• [Entries for pointing and labeling]

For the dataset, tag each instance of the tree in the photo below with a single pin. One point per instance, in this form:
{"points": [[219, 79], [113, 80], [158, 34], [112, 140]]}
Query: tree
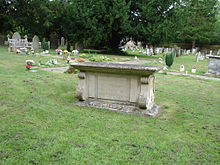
{"points": [[96, 23], [149, 20], [197, 21]]}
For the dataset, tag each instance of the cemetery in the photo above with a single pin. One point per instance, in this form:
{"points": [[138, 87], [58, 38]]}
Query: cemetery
{"points": [[109, 82]]}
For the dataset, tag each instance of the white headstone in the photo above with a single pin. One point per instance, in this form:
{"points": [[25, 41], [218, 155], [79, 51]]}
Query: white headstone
{"points": [[35, 42]]}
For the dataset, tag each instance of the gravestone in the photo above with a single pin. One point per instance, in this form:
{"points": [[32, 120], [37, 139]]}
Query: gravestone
{"points": [[35, 42], [122, 87], [182, 68], [16, 35], [214, 65], [53, 41], [62, 41]]}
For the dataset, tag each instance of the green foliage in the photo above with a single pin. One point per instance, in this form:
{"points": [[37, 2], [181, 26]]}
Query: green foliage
{"points": [[169, 59], [104, 23], [197, 20], [39, 123], [99, 59]]}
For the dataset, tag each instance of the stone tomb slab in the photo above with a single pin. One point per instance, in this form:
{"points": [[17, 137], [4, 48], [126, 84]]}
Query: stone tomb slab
{"points": [[121, 87]]}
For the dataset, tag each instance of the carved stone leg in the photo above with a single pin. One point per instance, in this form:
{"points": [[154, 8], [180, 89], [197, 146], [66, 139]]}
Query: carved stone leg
{"points": [[146, 97], [81, 93]]}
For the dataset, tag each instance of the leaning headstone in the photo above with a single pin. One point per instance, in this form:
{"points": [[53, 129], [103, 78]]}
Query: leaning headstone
{"points": [[16, 35], [62, 41], [53, 41], [35, 42]]}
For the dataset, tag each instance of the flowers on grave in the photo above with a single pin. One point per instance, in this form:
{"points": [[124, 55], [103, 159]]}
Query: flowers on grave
{"points": [[193, 69], [52, 62], [65, 52], [82, 55], [28, 67], [29, 63], [59, 51], [78, 60], [71, 70], [68, 59]]}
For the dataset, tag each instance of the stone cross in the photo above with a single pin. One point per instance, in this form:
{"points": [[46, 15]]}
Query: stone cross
{"points": [[35, 42]]}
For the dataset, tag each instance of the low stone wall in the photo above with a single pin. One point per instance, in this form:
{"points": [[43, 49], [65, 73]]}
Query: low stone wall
{"points": [[125, 87], [214, 65]]}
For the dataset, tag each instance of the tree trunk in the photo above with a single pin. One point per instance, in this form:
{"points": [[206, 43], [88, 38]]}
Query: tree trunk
{"points": [[114, 42]]}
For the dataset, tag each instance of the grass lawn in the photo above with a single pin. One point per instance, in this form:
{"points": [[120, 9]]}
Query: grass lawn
{"points": [[39, 124]]}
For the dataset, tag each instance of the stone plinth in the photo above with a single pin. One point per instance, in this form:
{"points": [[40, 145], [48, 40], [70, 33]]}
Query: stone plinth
{"points": [[214, 65], [123, 87]]}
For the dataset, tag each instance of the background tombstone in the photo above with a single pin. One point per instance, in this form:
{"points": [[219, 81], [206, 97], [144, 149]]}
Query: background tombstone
{"points": [[53, 41], [16, 35], [35, 42], [62, 41]]}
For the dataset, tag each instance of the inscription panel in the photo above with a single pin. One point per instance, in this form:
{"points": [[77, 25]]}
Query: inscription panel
{"points": [[113, 87]]}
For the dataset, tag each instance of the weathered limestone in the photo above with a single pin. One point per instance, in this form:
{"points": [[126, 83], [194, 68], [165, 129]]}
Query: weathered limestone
{"points": [[214, 65], [125, 87]]}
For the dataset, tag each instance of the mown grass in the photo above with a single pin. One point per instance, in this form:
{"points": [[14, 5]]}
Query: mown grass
{"points": [[39, 124]]}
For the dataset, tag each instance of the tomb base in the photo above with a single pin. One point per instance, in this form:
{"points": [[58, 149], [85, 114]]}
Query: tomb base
{"points": [[124, 107]]}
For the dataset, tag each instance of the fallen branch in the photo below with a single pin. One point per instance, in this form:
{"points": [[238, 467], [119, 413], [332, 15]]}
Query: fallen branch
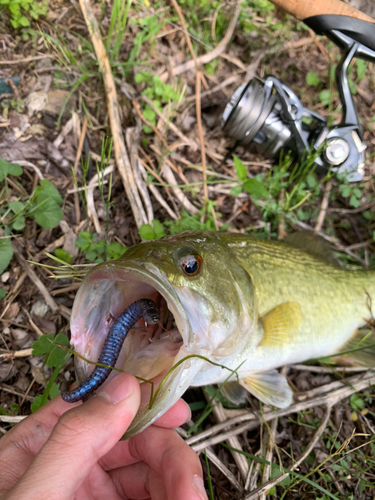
{"points": [[122, 158], [206, 58], [273, 482], [253, 420]]}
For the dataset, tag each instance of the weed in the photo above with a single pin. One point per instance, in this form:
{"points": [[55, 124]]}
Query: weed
{"points": [[43, 205], [22, 11], [117, 28], [159, 93], [148, 232], [97, 250], [54, 357], [350, 190]]}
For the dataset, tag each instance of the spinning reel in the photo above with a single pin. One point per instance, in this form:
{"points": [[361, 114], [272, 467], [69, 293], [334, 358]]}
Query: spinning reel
{"points": [[269, 115]]}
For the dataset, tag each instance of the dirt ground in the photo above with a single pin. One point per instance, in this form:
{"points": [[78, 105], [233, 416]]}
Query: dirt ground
{"points": [[56, 123]]}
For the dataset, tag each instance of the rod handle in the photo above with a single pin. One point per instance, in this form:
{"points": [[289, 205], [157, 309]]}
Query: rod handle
{"points": [[301, 9]]}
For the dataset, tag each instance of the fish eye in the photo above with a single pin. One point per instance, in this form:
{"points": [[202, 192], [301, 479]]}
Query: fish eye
{"points": [[191, 264]]}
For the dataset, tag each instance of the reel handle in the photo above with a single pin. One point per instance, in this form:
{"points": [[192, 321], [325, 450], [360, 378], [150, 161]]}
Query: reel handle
{"points": [[301, 9]]}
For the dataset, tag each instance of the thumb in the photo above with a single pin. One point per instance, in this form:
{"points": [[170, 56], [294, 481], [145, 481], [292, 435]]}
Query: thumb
{"points": [[81, 437]]}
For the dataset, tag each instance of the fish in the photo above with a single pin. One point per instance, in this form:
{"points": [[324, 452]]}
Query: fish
{"points": [[244, 303]]}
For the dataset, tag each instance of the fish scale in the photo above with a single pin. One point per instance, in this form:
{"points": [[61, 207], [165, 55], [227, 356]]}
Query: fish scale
{"points": [[252, 306]]}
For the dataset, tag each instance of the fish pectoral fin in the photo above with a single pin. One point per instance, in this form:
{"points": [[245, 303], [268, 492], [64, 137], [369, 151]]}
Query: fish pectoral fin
{"points": [[280, 324], [270, 387], [234, 393]]}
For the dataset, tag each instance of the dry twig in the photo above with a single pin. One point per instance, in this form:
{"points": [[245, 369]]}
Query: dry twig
{"points": [[261, 491], [122, 158]]}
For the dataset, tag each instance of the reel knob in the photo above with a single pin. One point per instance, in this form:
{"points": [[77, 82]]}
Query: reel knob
{"points": [[336, 152]]}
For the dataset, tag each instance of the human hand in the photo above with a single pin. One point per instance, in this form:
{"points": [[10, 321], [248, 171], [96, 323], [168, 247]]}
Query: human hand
{"points": [[66, 452]]}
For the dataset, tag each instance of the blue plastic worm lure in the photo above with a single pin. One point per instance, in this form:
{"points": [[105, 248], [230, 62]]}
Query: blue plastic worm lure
{"points": [[143, 308]]}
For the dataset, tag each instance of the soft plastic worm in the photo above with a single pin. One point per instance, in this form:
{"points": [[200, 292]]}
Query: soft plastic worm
{"points": [[112, 346]]}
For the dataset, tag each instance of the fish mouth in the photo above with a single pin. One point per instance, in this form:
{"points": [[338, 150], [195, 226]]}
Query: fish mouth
{"points": [[149, 351]]}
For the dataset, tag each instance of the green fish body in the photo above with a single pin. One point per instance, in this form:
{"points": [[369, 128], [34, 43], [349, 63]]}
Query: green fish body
{"points": [[248, 304]]}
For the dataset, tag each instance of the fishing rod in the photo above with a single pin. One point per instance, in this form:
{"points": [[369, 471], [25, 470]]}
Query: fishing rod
{"points": [[269, 114]]}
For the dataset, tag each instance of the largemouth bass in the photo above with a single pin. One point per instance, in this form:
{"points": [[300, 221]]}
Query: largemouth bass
{"points": [[248, 304]]}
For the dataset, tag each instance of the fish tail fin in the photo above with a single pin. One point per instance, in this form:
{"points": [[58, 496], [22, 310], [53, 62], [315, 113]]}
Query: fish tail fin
{"points": [[358, 351]]}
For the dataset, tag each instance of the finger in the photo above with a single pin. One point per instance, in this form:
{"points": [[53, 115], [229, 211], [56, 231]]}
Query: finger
{"points": [[19, 446], [81, 436], [168, 455], [138, 481], [179, 414]]}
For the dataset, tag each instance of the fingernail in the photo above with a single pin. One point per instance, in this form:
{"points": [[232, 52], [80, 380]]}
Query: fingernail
{"points": [[198, 486], [188, 413], [119, 388]]}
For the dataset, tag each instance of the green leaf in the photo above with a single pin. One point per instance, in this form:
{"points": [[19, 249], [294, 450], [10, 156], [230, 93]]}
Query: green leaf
{"points": [[276, 471], [354, 202], [6, 253], [325, 97], [16, 206], [43, 345], [312, 79], [255, 188], [240, 168], [47, 190], [149, 114], [236, 191], [57, 355], [55, 391], [356, 402], [158, 228], [37, 403], [63, 255], [19, 223], [146, 232], [7, 168], [91, 255], [147, 129], [49, 214], [23, 21], [115, 250]]}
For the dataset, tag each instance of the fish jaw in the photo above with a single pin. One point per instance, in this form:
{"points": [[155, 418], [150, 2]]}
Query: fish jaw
{"points": [[106, 291]]}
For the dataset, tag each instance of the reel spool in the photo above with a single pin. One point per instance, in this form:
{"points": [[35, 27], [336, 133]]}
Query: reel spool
{"points": [[269, 115]]}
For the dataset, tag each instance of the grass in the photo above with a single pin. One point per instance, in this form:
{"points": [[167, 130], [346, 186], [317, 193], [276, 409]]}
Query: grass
{"points": [[143, 41]]}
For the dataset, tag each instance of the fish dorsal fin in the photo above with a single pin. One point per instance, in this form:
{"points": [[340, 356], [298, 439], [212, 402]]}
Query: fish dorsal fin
{"points": [[234, 393], [280, 324], [362, 345], [312, 243], [269, 387]]}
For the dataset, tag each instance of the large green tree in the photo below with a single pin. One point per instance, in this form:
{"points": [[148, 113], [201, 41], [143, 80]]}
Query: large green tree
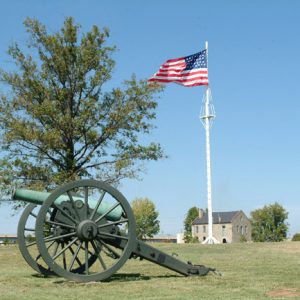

• [Short task] Reproduce the lines from the one containing "For the dataset, tag each instance of the large green" through the end of the entries, with both ends included. Leave out the pictures.

• [Solution for this problem]
For the dataset, tag each instance of the large green tree in the photo below with a single pin. One point per instance, in this form:
{"points": [[148, 113], [201, 41], [143, 80]]}
Query: large green tree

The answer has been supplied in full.